Provided data Start Marker

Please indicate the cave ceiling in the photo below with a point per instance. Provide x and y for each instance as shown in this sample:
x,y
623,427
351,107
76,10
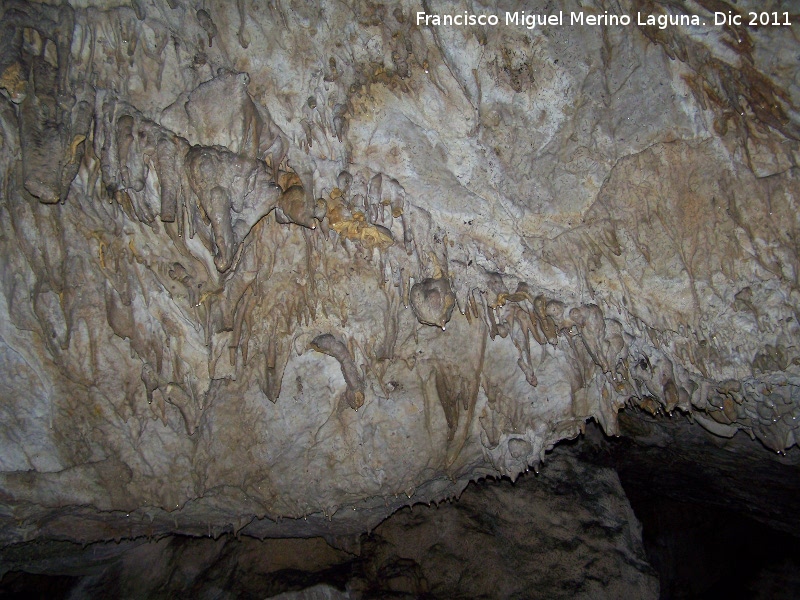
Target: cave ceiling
x,y
282,267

Provided data End Marker

Task to complete -
Skipping the pictures, output the entries exactly as they appear above.

Response below -
Please indicate the cave ceiling in the photo below with a point per instance. Provide x and y for each instance as shown in this sample:
x,y
623,427
351,107
76,10
Target: cave ceiling
x,y
282,267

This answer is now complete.